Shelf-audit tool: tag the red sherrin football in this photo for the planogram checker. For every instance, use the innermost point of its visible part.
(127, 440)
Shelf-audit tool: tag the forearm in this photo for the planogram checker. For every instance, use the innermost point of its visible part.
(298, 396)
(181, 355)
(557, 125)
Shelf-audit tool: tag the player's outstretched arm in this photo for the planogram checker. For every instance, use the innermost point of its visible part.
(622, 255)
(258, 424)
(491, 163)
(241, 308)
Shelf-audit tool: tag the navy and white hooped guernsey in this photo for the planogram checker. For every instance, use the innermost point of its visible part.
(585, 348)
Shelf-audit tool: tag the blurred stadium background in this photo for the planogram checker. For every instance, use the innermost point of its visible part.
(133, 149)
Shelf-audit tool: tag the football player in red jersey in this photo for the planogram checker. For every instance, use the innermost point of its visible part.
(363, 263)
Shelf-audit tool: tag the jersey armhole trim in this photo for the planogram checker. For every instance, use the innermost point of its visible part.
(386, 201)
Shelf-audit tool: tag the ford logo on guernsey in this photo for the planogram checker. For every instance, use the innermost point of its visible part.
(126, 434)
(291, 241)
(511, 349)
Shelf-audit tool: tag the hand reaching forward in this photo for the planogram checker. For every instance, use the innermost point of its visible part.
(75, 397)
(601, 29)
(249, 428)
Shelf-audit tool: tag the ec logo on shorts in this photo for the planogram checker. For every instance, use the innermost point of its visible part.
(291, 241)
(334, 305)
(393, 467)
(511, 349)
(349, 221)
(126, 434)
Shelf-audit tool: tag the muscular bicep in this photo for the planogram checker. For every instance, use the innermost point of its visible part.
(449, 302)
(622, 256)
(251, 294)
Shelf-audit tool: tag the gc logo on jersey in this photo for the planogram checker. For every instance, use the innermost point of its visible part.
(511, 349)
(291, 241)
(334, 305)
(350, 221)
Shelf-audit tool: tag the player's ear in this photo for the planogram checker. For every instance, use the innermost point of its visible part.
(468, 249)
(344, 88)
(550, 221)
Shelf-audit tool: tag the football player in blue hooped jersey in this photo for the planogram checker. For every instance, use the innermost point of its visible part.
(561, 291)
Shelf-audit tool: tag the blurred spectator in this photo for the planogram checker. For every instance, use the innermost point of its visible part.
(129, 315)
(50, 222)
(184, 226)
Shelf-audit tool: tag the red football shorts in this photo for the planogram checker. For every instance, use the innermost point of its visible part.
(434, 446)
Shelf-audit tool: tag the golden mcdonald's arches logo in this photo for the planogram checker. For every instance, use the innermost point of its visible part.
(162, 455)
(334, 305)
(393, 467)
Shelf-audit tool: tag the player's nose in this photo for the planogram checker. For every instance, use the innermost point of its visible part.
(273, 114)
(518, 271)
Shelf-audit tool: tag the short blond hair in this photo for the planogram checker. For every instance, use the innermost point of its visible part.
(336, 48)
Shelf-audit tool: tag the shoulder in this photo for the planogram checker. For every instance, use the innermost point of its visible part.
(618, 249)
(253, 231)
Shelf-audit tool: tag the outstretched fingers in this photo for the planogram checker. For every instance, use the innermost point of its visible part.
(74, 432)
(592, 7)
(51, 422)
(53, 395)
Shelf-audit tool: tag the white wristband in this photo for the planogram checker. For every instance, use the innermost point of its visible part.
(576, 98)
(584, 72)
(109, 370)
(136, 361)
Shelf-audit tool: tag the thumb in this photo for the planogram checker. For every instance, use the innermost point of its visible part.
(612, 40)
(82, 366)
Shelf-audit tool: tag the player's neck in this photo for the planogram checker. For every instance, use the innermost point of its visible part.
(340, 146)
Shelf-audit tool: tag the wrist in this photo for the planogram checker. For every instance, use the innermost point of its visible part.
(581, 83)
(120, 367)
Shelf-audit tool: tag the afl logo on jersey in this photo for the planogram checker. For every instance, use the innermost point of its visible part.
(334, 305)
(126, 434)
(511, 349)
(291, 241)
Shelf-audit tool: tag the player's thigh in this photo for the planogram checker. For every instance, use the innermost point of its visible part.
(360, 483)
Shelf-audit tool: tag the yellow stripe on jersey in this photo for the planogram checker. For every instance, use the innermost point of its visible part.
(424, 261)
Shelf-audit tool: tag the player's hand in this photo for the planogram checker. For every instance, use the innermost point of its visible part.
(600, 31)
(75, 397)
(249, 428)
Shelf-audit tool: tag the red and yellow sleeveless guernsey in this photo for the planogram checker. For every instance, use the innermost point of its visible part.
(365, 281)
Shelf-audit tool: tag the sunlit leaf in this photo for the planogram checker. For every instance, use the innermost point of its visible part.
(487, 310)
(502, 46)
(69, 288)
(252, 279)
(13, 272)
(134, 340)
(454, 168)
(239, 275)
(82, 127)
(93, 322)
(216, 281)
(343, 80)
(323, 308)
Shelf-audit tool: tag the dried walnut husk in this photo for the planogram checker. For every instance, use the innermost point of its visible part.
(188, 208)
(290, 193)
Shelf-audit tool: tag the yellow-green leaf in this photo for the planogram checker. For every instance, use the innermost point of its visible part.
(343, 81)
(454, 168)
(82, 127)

-------------------------

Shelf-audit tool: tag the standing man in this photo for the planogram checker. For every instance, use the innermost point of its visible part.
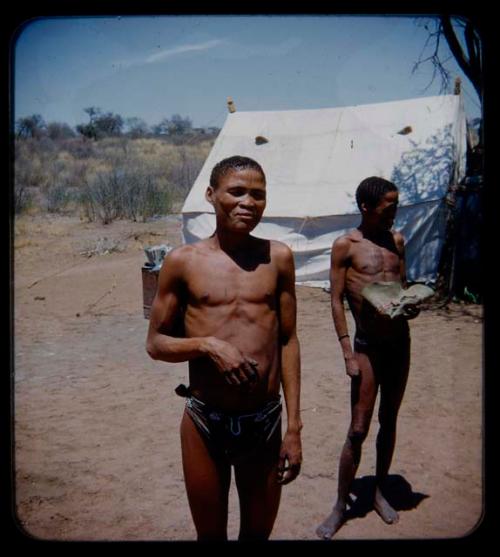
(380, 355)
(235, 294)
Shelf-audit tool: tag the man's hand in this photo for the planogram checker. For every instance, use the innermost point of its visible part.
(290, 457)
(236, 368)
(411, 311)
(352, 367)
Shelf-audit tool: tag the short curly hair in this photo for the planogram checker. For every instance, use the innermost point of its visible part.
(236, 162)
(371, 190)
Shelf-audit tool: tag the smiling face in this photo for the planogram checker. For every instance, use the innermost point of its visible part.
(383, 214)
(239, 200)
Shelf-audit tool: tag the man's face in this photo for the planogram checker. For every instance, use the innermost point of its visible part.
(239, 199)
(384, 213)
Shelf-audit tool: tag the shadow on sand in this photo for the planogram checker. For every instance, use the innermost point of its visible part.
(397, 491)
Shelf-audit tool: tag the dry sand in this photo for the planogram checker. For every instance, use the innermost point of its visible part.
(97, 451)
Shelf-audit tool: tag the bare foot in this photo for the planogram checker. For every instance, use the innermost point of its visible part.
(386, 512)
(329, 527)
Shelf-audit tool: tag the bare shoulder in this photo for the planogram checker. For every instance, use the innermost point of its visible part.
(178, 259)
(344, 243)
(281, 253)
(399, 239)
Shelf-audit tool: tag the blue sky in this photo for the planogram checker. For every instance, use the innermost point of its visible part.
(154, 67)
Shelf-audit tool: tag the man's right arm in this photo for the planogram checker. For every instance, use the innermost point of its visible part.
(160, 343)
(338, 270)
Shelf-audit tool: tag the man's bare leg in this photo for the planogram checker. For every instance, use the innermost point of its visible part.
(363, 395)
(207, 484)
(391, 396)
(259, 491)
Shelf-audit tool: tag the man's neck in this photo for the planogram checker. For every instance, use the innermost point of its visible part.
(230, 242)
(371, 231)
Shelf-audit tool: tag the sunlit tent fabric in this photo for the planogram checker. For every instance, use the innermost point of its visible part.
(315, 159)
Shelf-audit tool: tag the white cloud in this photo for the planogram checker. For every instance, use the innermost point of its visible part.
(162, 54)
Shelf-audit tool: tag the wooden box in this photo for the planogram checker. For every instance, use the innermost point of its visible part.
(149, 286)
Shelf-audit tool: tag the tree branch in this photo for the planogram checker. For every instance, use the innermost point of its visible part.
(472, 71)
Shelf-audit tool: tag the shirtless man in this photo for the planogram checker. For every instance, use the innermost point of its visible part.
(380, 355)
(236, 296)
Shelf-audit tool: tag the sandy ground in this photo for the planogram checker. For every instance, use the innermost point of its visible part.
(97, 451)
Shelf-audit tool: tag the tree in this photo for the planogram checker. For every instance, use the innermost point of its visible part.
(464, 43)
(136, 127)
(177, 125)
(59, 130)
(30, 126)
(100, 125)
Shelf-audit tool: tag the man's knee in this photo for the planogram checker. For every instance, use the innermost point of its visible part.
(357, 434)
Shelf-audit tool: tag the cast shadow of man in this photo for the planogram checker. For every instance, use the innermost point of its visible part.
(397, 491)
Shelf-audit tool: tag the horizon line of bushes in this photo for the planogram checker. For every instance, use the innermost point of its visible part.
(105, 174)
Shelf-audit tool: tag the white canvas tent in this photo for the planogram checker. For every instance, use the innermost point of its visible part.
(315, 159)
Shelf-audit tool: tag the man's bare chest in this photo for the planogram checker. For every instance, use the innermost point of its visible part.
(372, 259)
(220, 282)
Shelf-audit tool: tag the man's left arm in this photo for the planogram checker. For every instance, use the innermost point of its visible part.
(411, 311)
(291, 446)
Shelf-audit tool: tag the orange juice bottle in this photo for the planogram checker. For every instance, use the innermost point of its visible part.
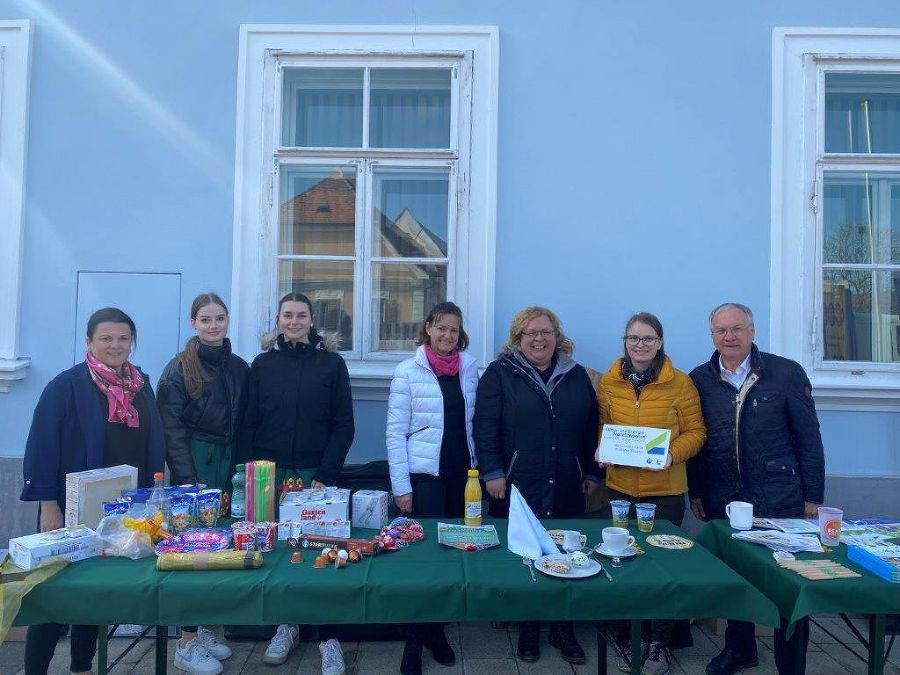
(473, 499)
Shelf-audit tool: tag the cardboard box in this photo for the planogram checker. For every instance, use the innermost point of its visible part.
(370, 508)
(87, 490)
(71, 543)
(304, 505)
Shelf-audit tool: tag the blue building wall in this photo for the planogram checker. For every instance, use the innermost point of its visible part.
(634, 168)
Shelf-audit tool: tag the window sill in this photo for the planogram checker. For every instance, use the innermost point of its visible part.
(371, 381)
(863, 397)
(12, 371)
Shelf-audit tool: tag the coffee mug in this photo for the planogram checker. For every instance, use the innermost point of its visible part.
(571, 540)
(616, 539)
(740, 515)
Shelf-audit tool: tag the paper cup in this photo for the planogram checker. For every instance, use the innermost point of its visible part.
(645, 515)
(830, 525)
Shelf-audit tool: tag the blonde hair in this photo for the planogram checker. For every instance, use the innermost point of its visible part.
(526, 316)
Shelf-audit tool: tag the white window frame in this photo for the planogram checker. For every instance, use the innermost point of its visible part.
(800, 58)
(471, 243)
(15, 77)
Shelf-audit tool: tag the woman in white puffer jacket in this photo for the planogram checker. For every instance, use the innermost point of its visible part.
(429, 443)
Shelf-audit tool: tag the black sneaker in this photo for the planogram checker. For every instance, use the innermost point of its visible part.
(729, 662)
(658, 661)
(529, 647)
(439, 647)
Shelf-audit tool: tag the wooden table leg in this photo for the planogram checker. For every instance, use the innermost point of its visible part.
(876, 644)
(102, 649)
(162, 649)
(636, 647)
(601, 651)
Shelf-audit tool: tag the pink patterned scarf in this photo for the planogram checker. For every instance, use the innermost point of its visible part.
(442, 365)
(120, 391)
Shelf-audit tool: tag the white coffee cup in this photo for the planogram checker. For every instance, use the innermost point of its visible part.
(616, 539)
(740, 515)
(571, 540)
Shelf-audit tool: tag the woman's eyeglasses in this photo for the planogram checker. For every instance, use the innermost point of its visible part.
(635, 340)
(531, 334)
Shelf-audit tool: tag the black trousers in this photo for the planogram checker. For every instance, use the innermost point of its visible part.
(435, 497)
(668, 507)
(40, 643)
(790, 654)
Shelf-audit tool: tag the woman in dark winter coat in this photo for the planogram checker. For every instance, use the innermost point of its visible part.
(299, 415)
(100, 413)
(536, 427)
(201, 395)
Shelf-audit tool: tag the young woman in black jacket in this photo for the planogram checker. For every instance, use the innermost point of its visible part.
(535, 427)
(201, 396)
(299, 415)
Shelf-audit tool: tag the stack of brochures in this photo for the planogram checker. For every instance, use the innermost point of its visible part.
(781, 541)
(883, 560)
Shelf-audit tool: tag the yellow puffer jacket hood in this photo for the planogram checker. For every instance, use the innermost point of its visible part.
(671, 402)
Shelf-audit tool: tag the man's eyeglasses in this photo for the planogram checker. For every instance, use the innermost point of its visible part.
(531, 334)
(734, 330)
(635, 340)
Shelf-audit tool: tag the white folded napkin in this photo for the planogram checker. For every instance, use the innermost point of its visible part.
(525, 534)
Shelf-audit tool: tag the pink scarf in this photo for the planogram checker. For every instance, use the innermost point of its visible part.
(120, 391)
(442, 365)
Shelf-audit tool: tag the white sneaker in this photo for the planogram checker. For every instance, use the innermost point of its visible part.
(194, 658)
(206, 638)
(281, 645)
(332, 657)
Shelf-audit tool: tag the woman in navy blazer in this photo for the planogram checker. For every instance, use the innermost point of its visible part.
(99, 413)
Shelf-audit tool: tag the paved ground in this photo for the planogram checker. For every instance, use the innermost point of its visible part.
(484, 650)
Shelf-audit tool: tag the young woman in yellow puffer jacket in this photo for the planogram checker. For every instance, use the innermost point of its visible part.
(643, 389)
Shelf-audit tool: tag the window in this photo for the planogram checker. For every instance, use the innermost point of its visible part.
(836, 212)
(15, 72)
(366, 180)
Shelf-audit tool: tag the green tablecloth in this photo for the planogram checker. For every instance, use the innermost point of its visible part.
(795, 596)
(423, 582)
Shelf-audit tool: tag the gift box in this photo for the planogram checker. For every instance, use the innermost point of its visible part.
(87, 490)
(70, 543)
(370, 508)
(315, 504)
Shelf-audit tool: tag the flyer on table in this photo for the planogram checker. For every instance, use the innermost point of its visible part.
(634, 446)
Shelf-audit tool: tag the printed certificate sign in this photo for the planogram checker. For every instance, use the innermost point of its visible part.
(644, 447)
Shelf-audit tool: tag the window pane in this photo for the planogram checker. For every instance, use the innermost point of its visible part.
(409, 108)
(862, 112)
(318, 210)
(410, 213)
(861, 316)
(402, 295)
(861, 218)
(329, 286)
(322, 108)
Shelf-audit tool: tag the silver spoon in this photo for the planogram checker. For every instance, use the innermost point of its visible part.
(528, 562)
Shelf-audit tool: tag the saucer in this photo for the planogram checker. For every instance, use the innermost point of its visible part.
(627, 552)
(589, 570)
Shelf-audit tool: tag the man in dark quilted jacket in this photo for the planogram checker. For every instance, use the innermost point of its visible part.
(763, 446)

-------------------------

- DO THIS
Show every line of the material that contains the word "leaf".

- RESPONSE
Shelf-audit tool: tag the sunlit leaf in this photo for the planogram checker. For every instance, use the innermost point of its visible part.
Shelf-audit tool: tag the yellow-green leaf in this photo for the planogram checker. For every instance, use the innermost point of its visible part.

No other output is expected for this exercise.